**Aim of the task**
Repeat the records exactly, so that each line matches the original.

**Data shown**
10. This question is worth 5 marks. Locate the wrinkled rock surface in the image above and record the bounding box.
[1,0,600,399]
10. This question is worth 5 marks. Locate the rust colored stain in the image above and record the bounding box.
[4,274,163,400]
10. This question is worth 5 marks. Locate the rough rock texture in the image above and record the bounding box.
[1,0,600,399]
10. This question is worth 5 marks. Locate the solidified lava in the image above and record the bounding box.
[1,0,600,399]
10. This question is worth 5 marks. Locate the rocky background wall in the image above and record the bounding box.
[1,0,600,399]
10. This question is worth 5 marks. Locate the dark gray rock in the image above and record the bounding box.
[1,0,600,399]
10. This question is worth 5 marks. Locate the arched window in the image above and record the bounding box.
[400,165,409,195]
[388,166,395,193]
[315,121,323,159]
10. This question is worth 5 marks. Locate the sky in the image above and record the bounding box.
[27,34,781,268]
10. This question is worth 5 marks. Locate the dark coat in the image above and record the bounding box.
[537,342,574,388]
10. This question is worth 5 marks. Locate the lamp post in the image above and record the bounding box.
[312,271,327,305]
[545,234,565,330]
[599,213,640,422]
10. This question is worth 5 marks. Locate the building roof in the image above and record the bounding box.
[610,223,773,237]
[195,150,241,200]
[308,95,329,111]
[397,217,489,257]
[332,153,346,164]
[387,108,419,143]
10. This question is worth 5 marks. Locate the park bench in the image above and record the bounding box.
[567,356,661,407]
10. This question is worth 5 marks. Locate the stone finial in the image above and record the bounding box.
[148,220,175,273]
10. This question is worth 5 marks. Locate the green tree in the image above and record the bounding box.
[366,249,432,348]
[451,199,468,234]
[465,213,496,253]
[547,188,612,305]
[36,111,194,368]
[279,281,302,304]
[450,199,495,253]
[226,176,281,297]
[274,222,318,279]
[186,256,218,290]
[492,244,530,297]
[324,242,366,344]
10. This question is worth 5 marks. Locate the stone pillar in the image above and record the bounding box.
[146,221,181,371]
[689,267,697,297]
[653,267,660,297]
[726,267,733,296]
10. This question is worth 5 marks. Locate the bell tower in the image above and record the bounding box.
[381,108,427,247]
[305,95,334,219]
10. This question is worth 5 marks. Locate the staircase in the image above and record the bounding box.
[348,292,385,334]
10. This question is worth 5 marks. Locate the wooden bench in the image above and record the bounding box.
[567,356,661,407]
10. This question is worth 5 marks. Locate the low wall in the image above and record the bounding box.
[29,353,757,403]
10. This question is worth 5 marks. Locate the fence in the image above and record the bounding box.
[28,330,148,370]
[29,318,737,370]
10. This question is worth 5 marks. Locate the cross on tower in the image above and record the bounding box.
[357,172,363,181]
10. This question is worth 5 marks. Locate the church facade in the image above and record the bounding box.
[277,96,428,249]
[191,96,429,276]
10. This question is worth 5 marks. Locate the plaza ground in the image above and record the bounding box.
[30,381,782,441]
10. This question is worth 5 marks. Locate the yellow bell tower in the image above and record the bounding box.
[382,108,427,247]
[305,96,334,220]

**Response to this exercise**
10. This question is worth 5 marks. Locate the wrinkled rock surface in the image above and record the bounding box.
[1,0,600,399]
10. This question is worth 5 marks. Locate the rust colored stain in the image above and record the bounding box.
[4,274,163,400]
10. This question is worth 5 marks. Locate the rough rock texture in the image above and record the bounding box.
[1,0,600,399]
10. This question is worth 5 marks. Locate the solidified lava in the image above and record the bounding box.
[1,0,600,399]
10. This question is worth 5 marks. Locate the rocky background wall in the image above and record the bounding box.
[1,0,600,399]
10. This question is worth 5 marks. Locate the dark gray rock in the image above and record the bounding box.
[1,0,600,399]
10. This question is worth 5 marks. Locate the arched window in the image above and record the bounding box.
[400,165,409,195]
[388,166,395,193]
[315,121,323,159]
10. This question is worth 5 marks. Locate the sky in the image above and record the bounding box.
[27,34,781,268]
10. This question is worth 5 marks. Locate the dark coat in the image above and record the bounding box.
[537,342,574,388]
10. This question is worth 5 marks. Locate the lamp post in the image above and record the bounding box.
[312,271,327,305]
[545,234,565,330]
[599,213,640,422]
10. This question is worth 5 marks. Locate the building roof in the image above and record the bounding box.
[610,223,773,237]
[195,150,241,200]
[308,95,329,111]
[397,217,489,257]
[332,153,346,164]
[387,108,419,143]
10. This question is worth 5 marks. Locate the park bench in the image above and record the bounding box.
[567,356,661,407]
10. This question is worth 5 marks. Locate the stone finial in the image above and record the bounding box.
[148,220,175,273]
10. This question is worth 5 marks. Locate the green tree in the image above and record the bounding box.
[366,249,432,348]
[451,199,468,234]
[465,213,496,253]
[547,188,612,305]
[36,111,194,368]
[279,281,302,304]
[450,199,495,253]
[226,176,281,297]
[274,222,318,279]
[186,256,218,290]
[492,244,530,297]
[324,242,366,344]
10. This question is worth 5 marks. Locate the stone pillar in the image above and record the bounding box.
[146,221,181,371]
[689,267,697,297]
[653,267,660,297]
[726,267,733,296]
10. This question is worth 5 marks. Locate the bell tower in the image above and record the bounding box.
[381,108,427,247]
[305,95,334,219]
10. This question is worth 5 marks. Locate the staircase in the image above and record the bounding box.
[348,292,385,334]
10. This question is worth 5 marks. Locate the wooden bench in the image above and record the bounding box.
[567,356,661,407]
10. This question is worth 5 marks. Locate the low wall in the image above and record the bounding box.
[29,353,757,403]
10. This question is worth 5 marks. Locate the fence in the image above and record the bounding box.
[28,330,148,370]
[29,318,737,370]
10. This question is worth 5 marks. Locate the cross on tower in the image above and record the bounding box.
[357,172,363,181]
10. This question is worth 5 marks. Locate the church facade in the image above and record the bounding box.
[277,96,428,249]
[191,96,429,276]
10. This question is worth 5 marks. Locate the plaza ground in the image above and record the bounding box.
[30,381,782,441]
10. This question is worth 5 marks. Locate the yellow bell tower in the image above and record the bounding box.
[382,108,427,247]
[305,96,334,220]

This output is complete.